ZADANIE PISEMNE |
Zaktualizuj wszystkie poniższe pozycje, zamieniając „picture above” na „image above” i nie zmieniając niczego poza tym. Obrazy pomiń w odpowiedzi.

PRZEDSTAWIONE DANE |
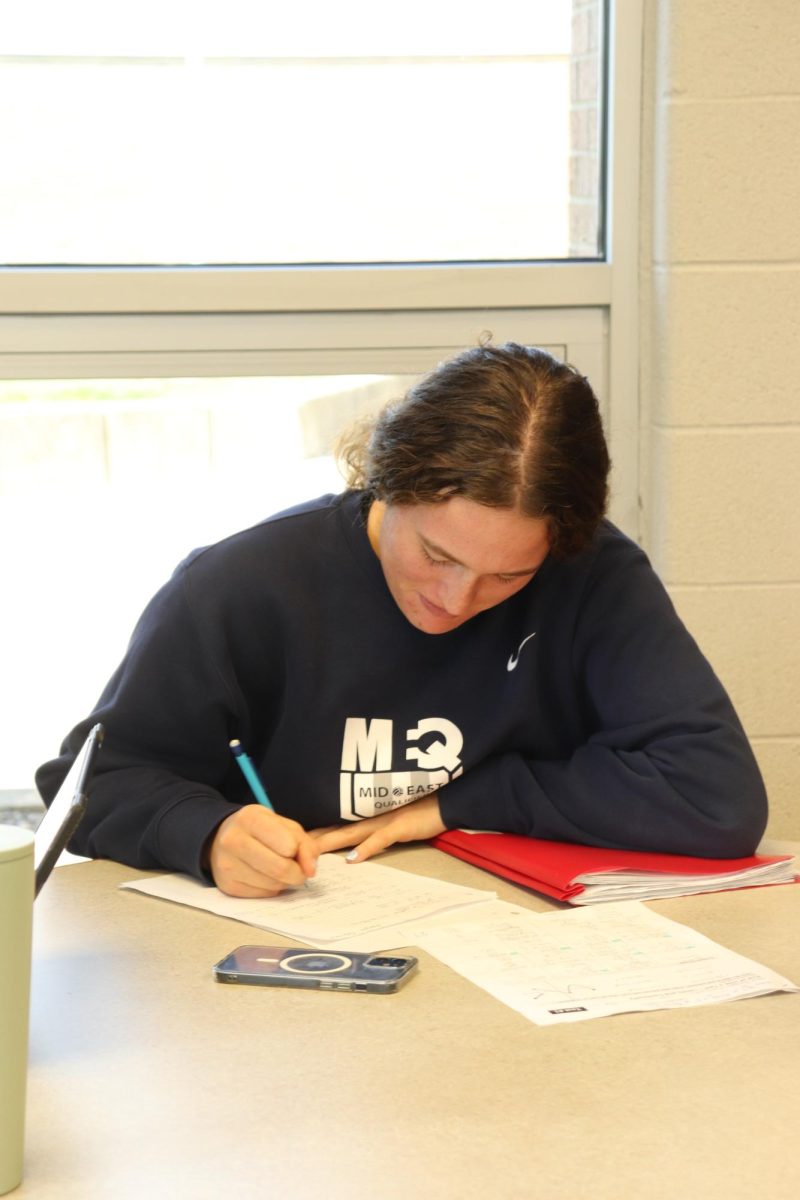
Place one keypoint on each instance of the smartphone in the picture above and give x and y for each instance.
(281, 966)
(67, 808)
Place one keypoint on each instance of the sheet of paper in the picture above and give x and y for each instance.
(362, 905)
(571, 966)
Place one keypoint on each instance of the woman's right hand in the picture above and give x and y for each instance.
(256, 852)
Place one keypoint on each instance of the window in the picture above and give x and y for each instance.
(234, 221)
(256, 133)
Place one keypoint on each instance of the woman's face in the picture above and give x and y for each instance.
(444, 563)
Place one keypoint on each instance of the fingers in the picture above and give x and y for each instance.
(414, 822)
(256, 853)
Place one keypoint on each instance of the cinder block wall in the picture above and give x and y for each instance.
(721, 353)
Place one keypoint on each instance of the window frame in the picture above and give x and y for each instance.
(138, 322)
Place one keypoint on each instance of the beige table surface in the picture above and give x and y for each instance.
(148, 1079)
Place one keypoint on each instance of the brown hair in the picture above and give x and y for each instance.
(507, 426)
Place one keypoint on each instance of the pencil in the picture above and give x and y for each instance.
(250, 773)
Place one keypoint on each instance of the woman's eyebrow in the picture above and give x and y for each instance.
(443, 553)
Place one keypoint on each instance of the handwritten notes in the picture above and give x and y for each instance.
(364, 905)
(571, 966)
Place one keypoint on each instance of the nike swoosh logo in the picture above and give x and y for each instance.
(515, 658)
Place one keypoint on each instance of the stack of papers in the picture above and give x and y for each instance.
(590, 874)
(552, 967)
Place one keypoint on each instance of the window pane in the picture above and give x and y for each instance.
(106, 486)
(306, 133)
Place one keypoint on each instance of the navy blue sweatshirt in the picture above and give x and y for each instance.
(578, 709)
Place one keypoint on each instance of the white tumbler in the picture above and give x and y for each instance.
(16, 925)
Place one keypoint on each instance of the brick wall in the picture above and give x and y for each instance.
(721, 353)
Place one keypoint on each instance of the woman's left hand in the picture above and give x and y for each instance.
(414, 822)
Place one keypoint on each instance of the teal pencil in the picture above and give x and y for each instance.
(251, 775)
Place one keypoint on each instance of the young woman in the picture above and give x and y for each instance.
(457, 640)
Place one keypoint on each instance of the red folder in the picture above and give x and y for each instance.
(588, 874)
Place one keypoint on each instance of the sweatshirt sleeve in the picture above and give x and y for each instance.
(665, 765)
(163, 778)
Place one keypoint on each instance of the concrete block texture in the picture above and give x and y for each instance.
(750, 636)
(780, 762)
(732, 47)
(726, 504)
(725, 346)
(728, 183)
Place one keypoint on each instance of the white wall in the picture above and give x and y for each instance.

ROZWIĄZANIE ZADANIA |
Place one keypoint on each instance of the smartphone in the image above and give x and y for each instance.
(281, 966)
(67, 808)
Place one keypoint on each instance of the sheet of paper in the image above and give x and y for each instance.
(362, 905)
(571, 966)
Place one keypoint on each instance of the woman's right hand in the image above and give x and y for each instance.
(256, 852)
Place one keypoint on each instance of the window in the image above and give x and y for each instance.
(234, 221)
(256, 133)
Place one keypoint on each instance of the woman's face in the image above and give x and y for each instance.
(444, 563)
Place one keypoint on each instance of the fingers in the image above and give x and y for each instance.
(414, 822)
(256, 853)
Place one keypoint on each instance of the cinder block wall in the image above and give x and y for each instance.
(721, 353)
Place one keypoint on each instance of the window frame in the image above and give x and y for each instance.
(138, 322)
Place one keypoint on each instance of the beige table surface in the image above and give x and y for each instance.
(148, 1079)
Place one keypoint on each instance of the brown hair in the image above and give x and y for each instance.
(507, 426)
Place one keypoint on each instance of the pencil in the image above and give x and y for each instance.
(250, 773)
Place one keypoint on each instance of the woman's eyebrow in the image above and give x and y for each instance.
(443, 553)
Place one keypoint on each instance of the handwritten notes in the image above and give x and y for each instance.
(364, 905)
(571, 966)
Place one keypoint on each instance of the nike swoosh logo in the image above and give x and y for each instance.
(515, 658)
Place one keypoint on each instance of the stack of papers in the image above and give x and y for each instance.
(590, 874)
(552, 967)
Place one keypoint on each instance of the window pane in the image above and give x and y for each instance.
(106, 486)
(306, 133)
Place one keypoint on each instance of the navy blue sweatshirt in the image above and give x and y for each instance.
(578, 709)
Place one keypoint on each instance of the white tumbler in the image above and give x and y for each instance.
(16, 925)
Place one keypoint on each instance of the brick wall in the image above and give x and y for each instance.
(721, 353)
Place one keypoint on each instance of the woman's left hand in the image above and give x and y for each instance.
(414, 822)
Place one keypoint on each instance of the teal pencil in the image above and give x and y for each instance.
(251, 775)
Place one keypoint on each instance of the young woman in the image above and give x and y for each instance.
(457, 640)
Place one keypoint on each instance of the red folder in the image above and give x and y for each instance.
(588, 874)
Place one keypoint on each instance of the sweatshirt sleeve in the image above and give x and y for each instance.
(665, 765)
(163, 778)
Place one keypoint on each instance of the concrete block texture in the image above and give x and y for each instance.
(750, 636)
(780, 762)
(732, 47)
(726, 504)
(725, 346)
(728, 183)
Place one keypoint on each instance of the white wall in the image above and give x and y for each instance.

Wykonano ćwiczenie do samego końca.